About this task: The reply is to be the lines from the one with "[point] at the green tree" through the last line of the records below, each retyped exactly, with pictures left out.

Dataset excerpts:
▬▬▬

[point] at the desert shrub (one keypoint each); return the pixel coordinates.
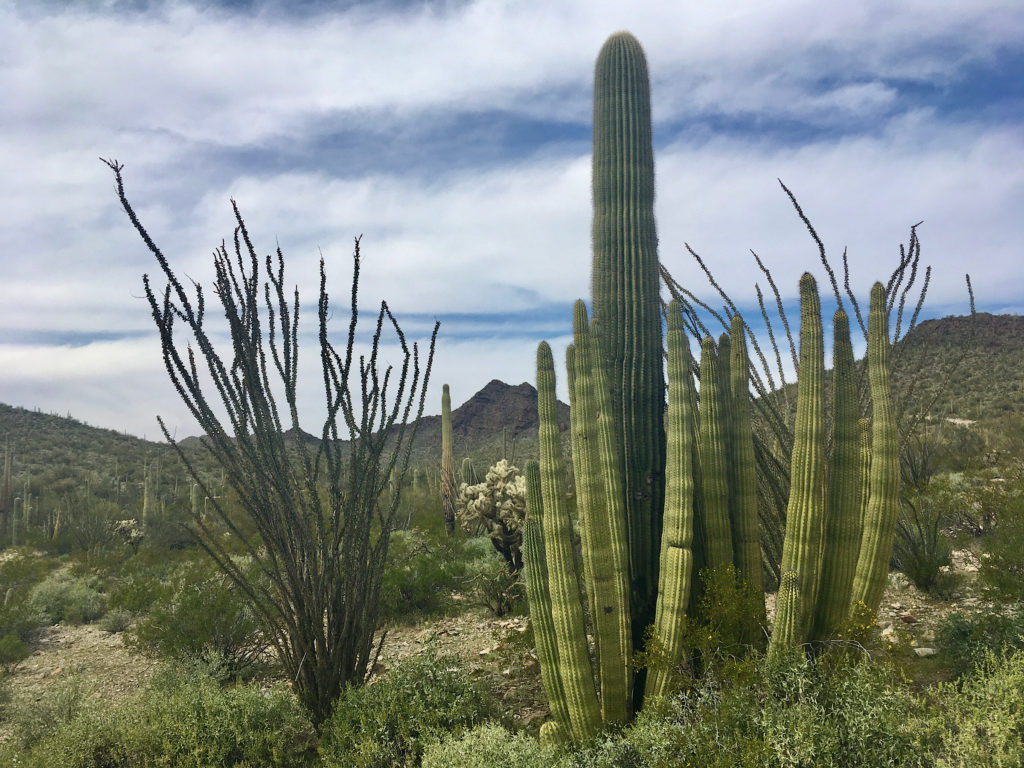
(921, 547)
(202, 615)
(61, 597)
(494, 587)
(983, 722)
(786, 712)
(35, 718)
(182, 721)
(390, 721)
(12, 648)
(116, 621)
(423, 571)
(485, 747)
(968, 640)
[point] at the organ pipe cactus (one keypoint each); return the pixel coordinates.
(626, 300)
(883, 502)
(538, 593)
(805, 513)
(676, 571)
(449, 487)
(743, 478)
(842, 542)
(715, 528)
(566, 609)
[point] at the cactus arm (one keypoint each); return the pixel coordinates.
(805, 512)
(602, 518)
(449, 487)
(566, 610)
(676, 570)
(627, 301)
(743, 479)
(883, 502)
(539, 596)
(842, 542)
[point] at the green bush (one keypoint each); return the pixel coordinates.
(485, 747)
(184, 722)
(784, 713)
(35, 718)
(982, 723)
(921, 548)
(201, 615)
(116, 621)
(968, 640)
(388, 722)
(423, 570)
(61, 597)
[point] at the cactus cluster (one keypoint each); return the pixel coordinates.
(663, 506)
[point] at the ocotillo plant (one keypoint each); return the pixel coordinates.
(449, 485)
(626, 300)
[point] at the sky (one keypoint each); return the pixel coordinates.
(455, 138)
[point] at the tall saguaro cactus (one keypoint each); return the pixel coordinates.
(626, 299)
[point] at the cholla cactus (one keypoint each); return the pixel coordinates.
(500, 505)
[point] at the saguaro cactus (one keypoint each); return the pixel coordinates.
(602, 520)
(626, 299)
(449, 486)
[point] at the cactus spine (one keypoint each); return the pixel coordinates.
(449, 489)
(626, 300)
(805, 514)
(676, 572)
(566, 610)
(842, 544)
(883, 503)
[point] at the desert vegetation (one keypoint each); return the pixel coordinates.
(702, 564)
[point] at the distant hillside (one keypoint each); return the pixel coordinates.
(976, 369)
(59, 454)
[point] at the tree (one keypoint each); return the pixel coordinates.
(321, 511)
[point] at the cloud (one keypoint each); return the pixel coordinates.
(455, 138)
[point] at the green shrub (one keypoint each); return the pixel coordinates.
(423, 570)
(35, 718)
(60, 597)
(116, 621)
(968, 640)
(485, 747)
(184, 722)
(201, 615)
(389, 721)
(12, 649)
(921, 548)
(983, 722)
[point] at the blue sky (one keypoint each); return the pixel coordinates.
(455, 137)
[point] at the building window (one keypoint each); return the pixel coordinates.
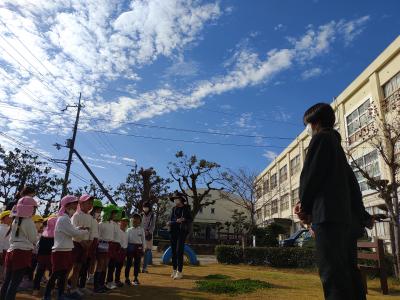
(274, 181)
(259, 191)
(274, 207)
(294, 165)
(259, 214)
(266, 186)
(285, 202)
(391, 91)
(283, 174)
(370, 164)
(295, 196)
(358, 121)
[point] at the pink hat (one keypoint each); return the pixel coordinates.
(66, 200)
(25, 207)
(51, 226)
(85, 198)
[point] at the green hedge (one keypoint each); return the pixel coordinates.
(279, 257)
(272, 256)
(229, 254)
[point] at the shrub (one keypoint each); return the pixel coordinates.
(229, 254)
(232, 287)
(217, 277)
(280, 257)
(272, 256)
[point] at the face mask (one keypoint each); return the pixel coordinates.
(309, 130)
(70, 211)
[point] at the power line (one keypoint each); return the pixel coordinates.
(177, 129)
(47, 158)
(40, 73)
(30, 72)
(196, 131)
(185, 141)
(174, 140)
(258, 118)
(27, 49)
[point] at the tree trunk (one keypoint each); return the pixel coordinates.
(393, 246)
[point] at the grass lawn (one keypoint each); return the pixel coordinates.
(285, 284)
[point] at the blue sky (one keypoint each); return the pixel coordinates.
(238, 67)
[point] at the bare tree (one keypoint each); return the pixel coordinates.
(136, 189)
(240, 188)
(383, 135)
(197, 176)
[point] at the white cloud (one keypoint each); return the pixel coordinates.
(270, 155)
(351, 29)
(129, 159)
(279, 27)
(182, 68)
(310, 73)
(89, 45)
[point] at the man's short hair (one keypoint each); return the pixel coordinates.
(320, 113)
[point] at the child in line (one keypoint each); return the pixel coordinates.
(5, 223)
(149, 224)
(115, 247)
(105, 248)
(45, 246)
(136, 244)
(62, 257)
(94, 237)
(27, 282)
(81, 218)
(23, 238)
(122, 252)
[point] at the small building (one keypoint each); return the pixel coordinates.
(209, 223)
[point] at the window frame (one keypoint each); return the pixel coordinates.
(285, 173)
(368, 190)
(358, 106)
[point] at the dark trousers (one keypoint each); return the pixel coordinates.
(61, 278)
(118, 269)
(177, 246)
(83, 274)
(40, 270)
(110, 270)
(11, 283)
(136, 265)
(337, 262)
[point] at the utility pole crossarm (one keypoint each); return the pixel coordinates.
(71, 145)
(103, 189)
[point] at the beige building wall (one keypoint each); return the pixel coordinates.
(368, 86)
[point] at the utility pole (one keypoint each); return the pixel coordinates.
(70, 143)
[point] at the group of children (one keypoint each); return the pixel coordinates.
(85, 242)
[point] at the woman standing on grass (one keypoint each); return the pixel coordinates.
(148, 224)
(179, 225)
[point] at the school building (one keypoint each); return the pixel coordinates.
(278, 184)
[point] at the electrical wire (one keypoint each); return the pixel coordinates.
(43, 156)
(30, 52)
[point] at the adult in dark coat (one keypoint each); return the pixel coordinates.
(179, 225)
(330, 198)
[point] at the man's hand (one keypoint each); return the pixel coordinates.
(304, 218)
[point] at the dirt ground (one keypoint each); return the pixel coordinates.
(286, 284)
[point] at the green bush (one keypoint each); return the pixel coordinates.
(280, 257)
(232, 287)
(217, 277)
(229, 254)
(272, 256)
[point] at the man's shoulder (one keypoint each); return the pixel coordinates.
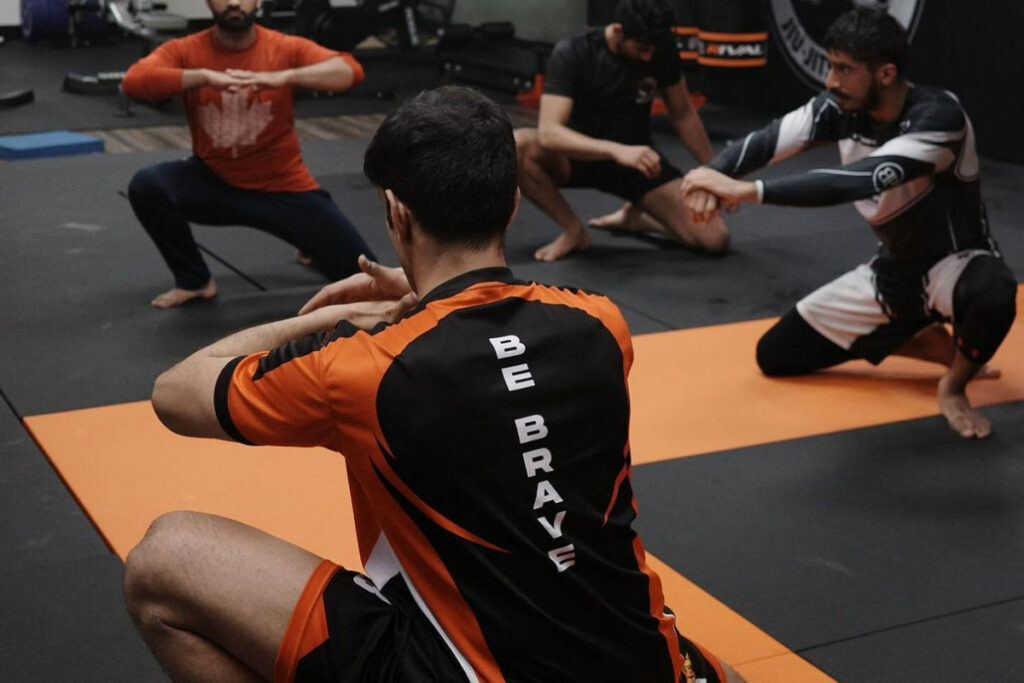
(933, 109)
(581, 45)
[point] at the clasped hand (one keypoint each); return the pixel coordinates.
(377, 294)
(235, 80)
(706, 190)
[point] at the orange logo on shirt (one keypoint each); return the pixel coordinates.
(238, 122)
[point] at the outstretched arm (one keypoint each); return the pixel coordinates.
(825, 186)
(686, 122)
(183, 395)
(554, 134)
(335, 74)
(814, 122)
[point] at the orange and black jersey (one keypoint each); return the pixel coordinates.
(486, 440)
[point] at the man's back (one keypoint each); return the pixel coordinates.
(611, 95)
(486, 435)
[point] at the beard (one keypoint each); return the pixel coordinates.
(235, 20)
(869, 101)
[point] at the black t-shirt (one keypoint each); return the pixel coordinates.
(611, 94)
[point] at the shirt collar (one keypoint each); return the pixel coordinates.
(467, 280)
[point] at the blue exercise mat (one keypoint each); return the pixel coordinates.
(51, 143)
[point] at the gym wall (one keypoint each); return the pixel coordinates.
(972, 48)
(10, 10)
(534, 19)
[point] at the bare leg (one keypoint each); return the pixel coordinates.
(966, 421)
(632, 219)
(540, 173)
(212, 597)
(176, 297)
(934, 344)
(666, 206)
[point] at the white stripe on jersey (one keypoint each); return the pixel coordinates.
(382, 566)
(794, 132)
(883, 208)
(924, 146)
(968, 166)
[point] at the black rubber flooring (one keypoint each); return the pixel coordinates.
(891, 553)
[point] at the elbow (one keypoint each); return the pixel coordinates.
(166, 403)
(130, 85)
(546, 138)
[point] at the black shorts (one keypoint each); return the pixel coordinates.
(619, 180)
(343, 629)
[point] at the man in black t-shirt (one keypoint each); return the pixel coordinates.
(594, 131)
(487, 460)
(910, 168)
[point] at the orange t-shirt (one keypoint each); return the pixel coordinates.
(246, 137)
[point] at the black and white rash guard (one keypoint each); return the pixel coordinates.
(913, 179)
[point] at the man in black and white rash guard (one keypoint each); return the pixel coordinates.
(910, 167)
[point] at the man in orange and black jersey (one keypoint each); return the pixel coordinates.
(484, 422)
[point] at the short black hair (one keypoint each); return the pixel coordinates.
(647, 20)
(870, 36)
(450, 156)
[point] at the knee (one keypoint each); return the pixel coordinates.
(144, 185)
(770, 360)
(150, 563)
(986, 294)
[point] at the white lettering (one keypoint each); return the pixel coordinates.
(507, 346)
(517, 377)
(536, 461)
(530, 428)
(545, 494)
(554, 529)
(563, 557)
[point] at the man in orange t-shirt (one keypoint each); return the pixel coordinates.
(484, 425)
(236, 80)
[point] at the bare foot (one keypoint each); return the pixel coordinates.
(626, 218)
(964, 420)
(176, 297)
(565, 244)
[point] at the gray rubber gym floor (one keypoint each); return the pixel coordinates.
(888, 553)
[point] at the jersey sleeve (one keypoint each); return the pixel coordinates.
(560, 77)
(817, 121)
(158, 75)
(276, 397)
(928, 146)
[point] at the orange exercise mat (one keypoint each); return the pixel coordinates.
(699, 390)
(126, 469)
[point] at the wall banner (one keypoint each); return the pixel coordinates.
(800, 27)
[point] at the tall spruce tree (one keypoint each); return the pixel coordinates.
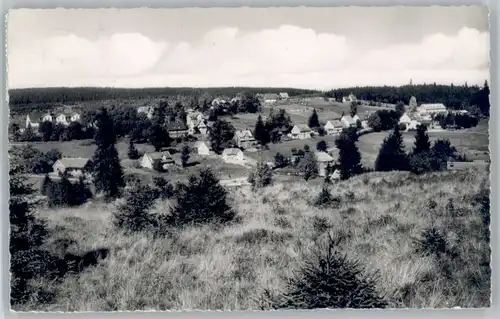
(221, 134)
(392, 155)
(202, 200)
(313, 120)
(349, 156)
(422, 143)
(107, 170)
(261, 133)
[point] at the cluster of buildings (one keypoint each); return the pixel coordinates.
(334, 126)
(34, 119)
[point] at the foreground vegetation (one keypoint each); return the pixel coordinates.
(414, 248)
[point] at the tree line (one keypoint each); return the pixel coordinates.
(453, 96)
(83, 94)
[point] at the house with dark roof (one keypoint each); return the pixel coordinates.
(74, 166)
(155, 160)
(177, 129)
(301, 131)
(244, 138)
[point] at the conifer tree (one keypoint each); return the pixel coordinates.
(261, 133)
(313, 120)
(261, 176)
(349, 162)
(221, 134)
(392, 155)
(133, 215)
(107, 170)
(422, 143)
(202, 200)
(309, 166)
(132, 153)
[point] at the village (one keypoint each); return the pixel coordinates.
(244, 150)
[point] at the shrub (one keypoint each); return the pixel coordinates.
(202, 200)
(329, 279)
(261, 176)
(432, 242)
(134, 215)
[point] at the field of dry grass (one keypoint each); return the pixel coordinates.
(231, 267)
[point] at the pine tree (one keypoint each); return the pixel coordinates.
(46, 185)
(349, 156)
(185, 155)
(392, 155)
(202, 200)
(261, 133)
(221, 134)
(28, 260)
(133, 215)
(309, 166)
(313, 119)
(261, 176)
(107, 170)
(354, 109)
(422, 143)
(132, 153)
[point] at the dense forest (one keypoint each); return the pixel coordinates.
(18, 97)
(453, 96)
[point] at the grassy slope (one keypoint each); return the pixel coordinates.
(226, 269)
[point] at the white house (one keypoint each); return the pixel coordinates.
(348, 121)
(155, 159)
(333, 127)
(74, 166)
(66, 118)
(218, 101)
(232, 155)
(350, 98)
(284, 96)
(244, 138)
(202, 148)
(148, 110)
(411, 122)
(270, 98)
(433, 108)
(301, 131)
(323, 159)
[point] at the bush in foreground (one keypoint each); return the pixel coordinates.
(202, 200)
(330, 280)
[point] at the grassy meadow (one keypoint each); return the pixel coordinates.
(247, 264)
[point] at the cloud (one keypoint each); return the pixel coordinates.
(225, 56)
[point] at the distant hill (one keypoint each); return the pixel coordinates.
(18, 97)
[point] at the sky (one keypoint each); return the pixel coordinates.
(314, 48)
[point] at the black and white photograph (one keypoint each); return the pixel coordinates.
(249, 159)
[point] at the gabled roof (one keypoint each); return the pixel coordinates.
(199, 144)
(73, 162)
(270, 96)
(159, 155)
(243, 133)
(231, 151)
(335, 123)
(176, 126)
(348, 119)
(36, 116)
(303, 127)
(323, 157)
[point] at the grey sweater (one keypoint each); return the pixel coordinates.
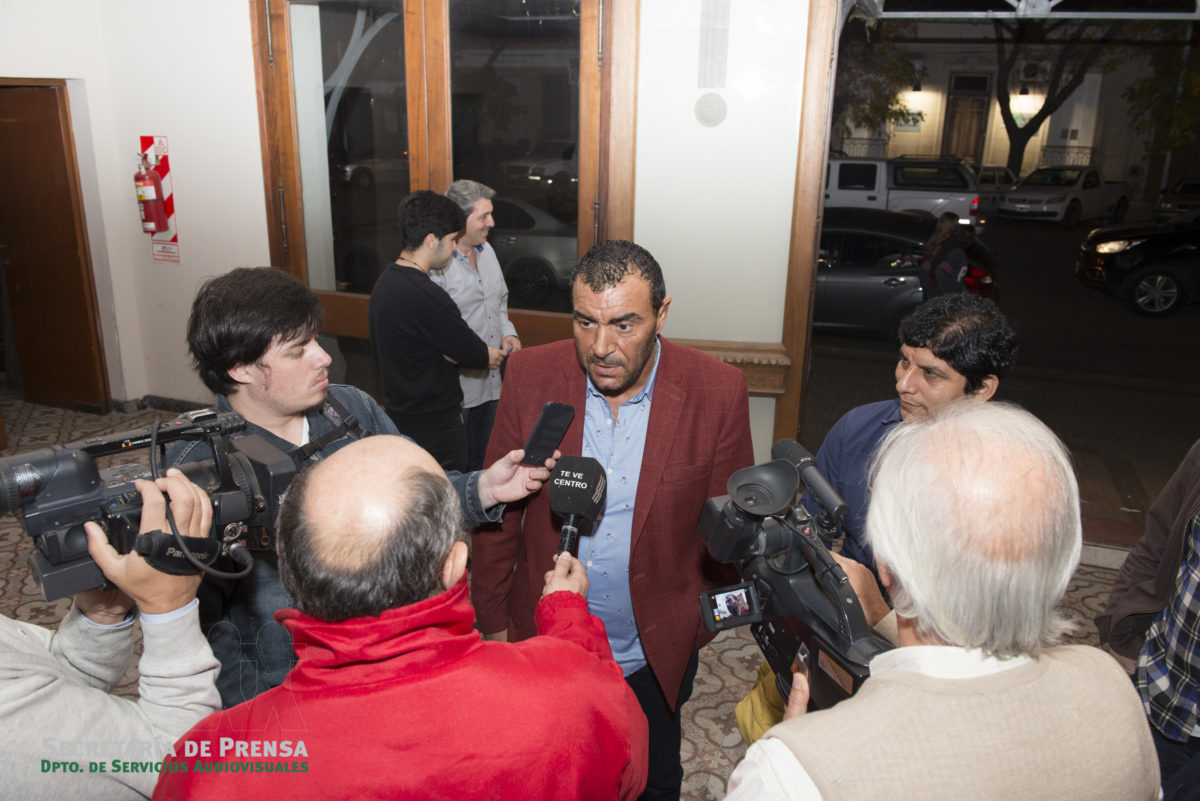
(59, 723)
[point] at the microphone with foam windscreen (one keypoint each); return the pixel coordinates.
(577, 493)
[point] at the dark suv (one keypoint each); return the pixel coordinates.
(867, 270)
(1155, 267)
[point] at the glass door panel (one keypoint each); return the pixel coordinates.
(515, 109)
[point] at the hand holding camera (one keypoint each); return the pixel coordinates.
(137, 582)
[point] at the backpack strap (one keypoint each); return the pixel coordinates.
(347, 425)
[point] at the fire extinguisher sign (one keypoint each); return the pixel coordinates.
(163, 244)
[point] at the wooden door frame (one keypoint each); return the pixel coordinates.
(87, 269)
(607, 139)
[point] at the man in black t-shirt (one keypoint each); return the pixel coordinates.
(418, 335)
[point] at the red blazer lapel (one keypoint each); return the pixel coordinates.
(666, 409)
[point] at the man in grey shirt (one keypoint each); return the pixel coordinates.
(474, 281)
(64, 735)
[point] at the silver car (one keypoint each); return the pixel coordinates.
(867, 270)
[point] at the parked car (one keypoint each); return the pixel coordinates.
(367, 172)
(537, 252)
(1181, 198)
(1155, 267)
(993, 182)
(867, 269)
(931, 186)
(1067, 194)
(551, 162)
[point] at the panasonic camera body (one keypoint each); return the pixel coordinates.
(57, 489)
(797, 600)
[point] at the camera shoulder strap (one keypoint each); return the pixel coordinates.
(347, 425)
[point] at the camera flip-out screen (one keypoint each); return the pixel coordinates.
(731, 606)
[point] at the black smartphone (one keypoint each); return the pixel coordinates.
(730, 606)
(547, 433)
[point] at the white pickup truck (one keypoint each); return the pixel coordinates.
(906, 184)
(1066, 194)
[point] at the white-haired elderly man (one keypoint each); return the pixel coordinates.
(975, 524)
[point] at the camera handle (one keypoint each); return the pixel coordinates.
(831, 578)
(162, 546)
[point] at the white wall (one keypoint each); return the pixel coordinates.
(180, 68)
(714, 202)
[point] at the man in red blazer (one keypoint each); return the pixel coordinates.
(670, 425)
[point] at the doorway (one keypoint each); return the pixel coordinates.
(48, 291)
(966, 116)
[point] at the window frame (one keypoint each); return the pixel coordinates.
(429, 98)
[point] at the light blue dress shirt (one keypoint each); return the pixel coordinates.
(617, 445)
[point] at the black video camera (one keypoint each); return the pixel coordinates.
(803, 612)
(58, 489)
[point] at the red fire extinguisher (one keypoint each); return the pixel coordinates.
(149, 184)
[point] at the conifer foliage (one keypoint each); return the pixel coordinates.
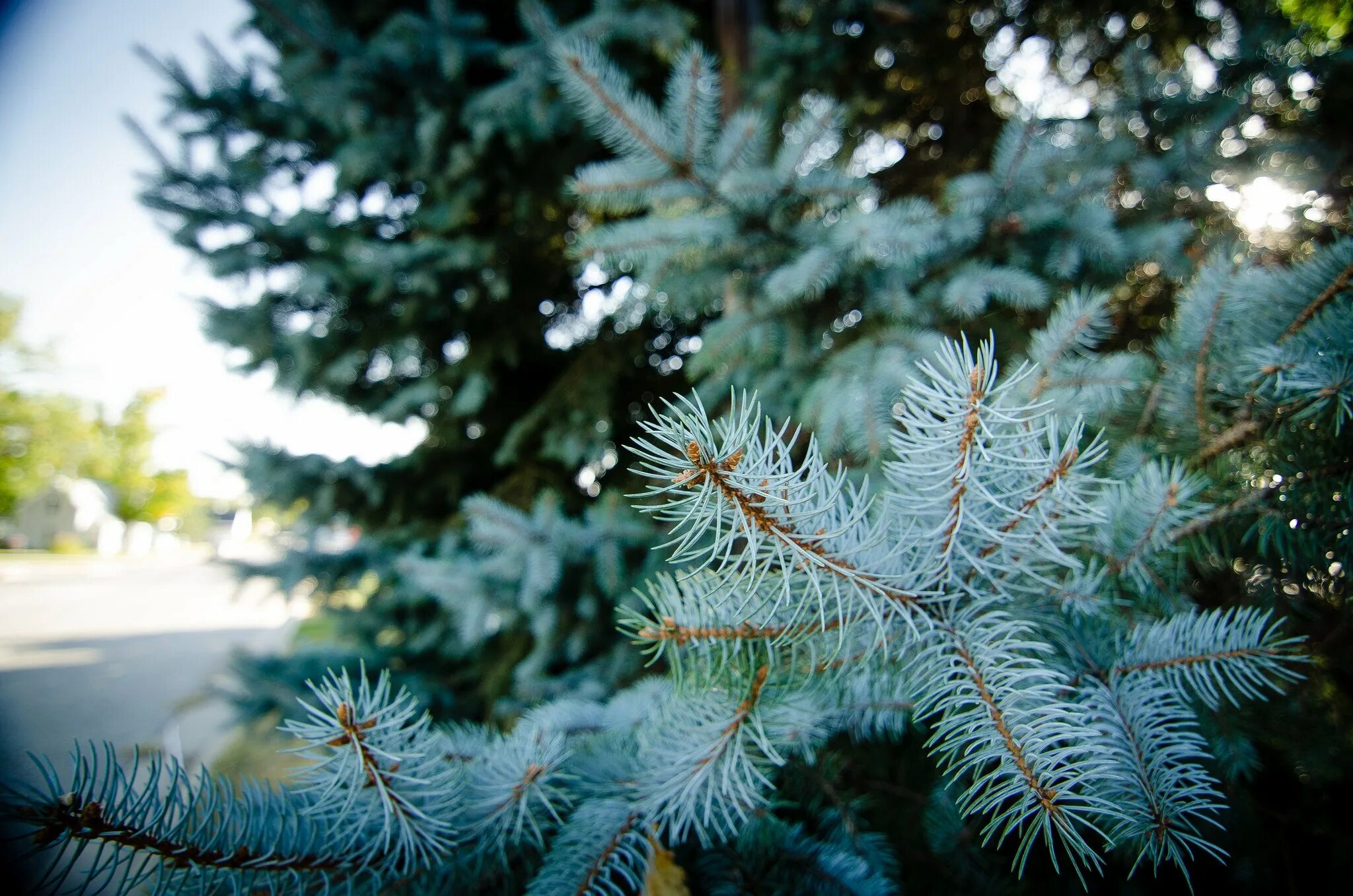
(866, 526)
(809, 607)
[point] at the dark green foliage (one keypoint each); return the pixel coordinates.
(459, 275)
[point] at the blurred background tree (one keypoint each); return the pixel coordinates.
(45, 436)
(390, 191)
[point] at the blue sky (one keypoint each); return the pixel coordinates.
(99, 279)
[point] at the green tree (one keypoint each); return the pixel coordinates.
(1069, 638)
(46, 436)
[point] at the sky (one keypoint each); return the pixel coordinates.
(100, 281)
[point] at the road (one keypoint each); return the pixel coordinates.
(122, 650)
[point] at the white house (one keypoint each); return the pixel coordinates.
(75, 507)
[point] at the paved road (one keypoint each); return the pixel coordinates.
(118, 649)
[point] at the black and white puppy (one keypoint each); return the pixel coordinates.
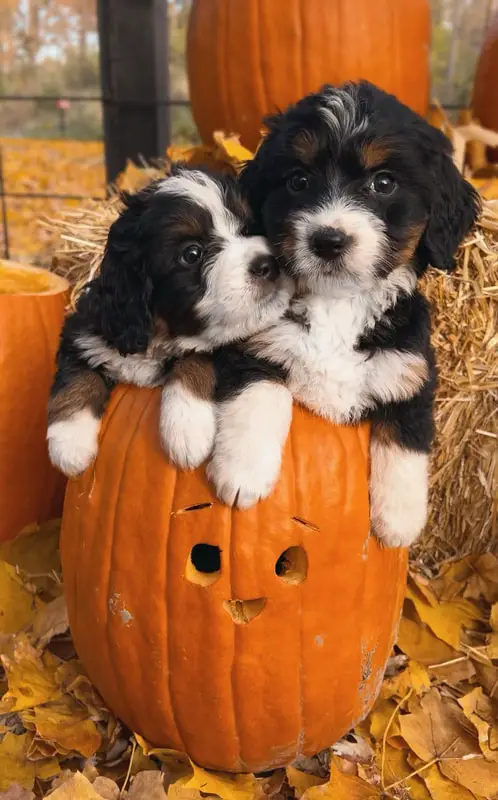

▬▬▬

Final answer:
[point] at the green tree (one keypoint each); return the pixel coordinates.
(1069, 638)
(46, 436)
[point] at the sky (one keypoint each); return the pixel coordinates.
(100, 281)
[point] at the road (one keypoint each); return the pixel coordinates.
(122, 650)
[point] at the white house (one keypoint each); return the pixel coordinates.
(75, 507)
[point] at the paved road (one keypoint each); return the pixel coordinates.
(118, 649)
[point] at the black and white puppy (one keypoint each); return the pixel coordinates.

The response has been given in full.